I do believe that the dollar is going to continue to depreciate against mostly the Asian currencies at this point.
If I look at the euro, I was in Europe, in Italy a couple of months ago I had to get a haircut, it was $55 in a barbershop! I just don't think the euro is such a great currency.
When the Italians are going to Switzerland for shopping because it's cheaper in Switzerland, you've got a problem! And this is what's happening. I actually have a friend who has a shopping mall on the border in Switzerland, right on the border with Italy, he built it 20 years ago and said: "Pierre it was the worst thing I ever did". In the last six months he tells me: "you know what it's unbelievable, the place is full now".
So no, you're going to have depreciation of all of these currencies against the only currency that will appreciate and that is going to be gold. But over the next 12 months I think that you're going to see gold maybe up to $500 and then it could mark time until we see the next big move in the Asian currencies.
We could see the dollar against the euro going up to 1.40, maybe 1.50 but frankly I can't see it any higher than that, it's already well past it's due date, but against the Asian currencies I think you have a 50% move and that's going to be the next really big move.
Then the question is how do you fund all the retirement liabilities. These issues are going to start creeping up in the next 10 years when in the US for example 77m baby boomers are going to start to retire. In Italy in the next 10 years the average age of the population is going to go from 45 years to 54 years old. All of a sudden you've got a huge increase in the aged population. How do you fund the healthcare, the retirement? They haven't addressed any of those issues.
So when I look at that in the long run I am very, very positive on the gold price. And with that I thank you very much.

* WRITTEN EXERCISE 1:
Answer these questions from the currency talk:
(a) What did the haircut in Italy cost?
(b) How many baby boomers in the US are going to start to retire?
(c) How high might gold go over the next 12 months?
The rows in the data file have no connection to the currency talk.

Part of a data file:
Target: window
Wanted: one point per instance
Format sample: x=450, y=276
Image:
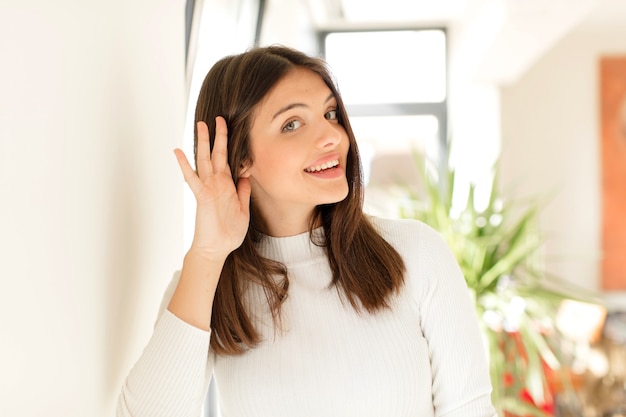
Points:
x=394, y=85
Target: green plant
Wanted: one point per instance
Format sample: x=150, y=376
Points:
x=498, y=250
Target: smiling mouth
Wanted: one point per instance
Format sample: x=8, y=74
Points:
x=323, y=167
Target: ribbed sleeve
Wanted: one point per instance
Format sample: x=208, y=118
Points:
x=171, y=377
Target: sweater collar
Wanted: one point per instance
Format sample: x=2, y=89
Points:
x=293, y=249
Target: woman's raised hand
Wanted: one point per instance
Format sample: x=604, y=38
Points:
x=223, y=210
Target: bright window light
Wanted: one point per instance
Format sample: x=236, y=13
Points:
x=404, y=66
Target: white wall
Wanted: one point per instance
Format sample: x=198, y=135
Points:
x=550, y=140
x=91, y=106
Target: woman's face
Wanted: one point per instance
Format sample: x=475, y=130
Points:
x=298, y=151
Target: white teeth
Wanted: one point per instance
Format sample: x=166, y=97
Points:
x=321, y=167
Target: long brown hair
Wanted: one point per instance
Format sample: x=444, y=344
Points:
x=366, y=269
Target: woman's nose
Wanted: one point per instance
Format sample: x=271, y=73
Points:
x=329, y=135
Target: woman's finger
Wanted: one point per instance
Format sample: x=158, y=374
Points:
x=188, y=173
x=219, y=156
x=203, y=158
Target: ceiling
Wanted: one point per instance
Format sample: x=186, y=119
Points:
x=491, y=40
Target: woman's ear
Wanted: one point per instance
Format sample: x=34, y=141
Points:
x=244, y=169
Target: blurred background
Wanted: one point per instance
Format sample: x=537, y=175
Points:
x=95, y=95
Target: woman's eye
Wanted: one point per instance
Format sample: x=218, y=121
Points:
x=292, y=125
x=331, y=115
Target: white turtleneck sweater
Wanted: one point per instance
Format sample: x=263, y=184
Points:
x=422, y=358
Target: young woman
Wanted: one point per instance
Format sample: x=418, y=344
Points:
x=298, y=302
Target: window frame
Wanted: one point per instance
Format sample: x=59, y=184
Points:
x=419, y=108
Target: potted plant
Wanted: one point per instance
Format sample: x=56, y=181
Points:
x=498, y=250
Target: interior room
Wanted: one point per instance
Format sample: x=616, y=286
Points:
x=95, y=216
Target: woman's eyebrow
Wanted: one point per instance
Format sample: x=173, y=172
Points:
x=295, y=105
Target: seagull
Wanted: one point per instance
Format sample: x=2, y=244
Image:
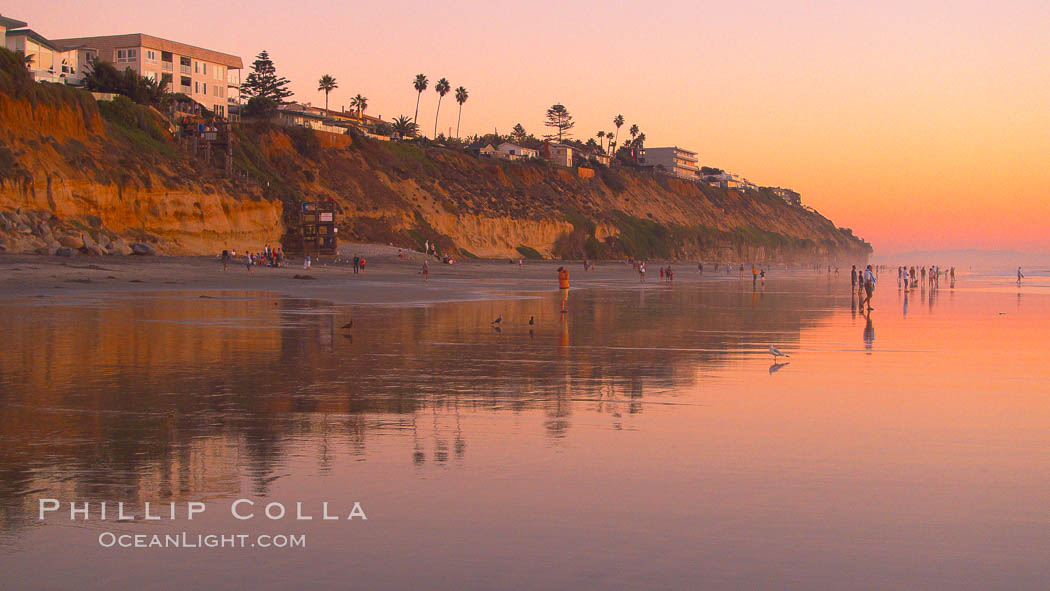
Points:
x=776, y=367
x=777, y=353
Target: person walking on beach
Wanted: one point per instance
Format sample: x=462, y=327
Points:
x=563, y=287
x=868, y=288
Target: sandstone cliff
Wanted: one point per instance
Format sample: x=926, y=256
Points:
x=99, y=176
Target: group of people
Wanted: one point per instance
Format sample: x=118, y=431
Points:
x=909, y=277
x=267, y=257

==

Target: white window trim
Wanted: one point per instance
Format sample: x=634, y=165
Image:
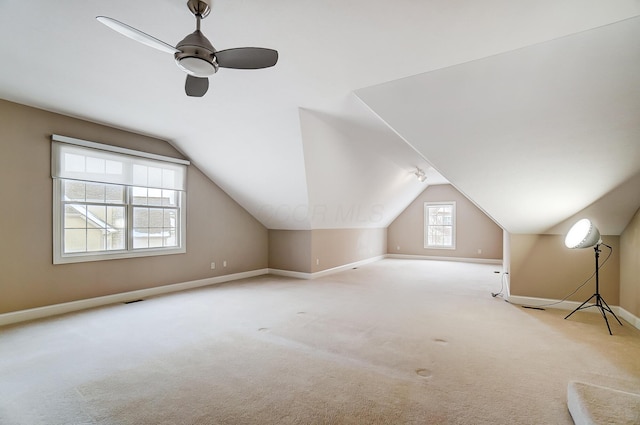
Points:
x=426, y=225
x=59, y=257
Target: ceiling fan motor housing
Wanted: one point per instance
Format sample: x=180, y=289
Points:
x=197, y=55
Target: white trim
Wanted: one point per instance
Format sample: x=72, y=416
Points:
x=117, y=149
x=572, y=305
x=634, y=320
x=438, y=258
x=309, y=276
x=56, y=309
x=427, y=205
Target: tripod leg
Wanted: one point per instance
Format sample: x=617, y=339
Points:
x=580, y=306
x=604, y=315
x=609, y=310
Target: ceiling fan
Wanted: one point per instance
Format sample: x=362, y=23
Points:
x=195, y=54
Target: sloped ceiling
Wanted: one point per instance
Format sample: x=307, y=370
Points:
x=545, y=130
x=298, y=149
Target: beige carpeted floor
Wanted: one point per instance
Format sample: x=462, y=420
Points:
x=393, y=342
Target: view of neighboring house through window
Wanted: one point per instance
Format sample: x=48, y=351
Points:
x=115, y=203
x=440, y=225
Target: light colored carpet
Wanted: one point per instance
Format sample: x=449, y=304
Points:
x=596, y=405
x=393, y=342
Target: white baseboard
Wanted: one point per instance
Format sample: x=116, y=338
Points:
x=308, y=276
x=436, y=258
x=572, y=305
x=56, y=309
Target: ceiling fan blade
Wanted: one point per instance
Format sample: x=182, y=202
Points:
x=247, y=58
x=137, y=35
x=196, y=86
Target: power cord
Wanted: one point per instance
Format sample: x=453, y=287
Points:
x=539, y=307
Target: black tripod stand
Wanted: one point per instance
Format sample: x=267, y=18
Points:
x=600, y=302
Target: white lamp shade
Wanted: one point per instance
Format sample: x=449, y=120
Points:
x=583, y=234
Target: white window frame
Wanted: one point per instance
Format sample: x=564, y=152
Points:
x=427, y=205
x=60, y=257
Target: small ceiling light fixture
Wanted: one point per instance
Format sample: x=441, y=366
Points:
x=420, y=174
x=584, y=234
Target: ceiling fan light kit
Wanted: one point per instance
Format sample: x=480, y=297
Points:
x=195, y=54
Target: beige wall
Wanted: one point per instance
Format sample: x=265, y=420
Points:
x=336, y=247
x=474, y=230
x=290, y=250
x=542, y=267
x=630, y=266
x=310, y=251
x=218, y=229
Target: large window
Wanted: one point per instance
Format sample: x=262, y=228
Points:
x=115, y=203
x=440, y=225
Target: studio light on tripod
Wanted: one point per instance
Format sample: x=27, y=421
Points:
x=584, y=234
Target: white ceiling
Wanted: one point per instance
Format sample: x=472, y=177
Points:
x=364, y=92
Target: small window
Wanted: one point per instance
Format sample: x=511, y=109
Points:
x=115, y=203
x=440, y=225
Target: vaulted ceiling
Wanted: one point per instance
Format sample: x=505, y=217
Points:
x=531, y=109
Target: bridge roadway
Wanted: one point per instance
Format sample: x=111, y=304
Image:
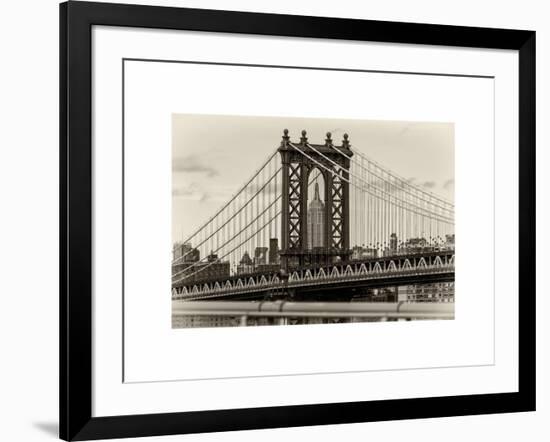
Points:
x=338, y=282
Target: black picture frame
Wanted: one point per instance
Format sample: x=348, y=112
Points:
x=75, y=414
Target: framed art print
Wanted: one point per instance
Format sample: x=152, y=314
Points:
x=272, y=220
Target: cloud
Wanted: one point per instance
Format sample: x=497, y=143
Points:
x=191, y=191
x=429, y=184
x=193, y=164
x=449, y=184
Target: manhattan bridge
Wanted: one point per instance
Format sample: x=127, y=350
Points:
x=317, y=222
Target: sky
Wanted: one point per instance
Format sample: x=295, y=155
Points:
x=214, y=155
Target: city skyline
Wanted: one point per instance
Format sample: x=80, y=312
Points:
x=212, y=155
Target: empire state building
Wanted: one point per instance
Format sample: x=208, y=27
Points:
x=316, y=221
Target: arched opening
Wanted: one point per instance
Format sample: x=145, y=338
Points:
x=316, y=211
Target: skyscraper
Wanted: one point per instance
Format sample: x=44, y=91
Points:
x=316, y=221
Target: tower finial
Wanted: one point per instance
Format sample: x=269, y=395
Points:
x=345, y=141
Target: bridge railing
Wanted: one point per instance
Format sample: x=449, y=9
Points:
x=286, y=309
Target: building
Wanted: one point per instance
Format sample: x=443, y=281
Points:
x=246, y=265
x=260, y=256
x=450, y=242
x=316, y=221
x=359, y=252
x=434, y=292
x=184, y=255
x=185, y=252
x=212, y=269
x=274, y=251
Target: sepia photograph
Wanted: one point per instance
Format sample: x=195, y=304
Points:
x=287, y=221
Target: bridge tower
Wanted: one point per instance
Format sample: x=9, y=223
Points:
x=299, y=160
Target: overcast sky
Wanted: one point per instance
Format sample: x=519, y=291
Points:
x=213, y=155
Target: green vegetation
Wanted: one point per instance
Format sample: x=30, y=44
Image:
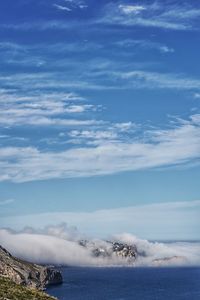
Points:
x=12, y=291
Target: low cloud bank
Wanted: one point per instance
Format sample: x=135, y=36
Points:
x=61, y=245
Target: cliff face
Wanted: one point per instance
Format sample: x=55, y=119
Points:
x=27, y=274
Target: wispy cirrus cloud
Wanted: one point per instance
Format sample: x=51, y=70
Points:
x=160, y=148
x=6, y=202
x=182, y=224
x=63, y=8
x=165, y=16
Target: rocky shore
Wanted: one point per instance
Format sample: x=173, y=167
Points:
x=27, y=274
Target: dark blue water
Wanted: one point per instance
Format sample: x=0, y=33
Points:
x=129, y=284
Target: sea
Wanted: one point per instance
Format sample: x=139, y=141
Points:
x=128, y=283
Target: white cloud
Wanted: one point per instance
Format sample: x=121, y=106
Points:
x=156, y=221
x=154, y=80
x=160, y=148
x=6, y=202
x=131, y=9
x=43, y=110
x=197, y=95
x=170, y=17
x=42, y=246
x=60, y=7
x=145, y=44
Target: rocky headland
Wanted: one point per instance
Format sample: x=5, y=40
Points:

* WRITTEN EXERCISE 2:
Print the rows of the data file that open with the line containing "Target: tower finial" and close with the line containing "x=213, y=155", both included, and nothing else.

* CORRECT OUTPUT 1:
(a) $55
(b) 77m
(c) Maybe up to $500

* CORRECT OUTPUT 2:
Target: tower finial
Wanted: one point per instance
Format sample: x=269, y=395
Points:
x=345, y=141
Target: bridge railing
Wanted: one point per instance
Format sample: x=449, y=9
Points:
x=286, y=309
Target: building
Wanted: one point per instance
Format sample: x=443, y=281
Points:
x=246, y=265
x=260, y=256
x=450, y=242
x=316, y=221
x=359, y=252
x=434, y=292
x=184, y=255
x=185, y=252
x=212, y=269
x=274, y=251
Target: sepia photograph
Wanted: one point per instance
Format sample: x=195, y=304
Points:
x=287, y=221
Target: bridge tower
Wanted: one point per instance
Format sample: x=9, y=223
Points:
x=299, y=160
Target: overcast sky
Wanted: one point per instance
Format sample: x=519, y=291
Points:
x=213, y=155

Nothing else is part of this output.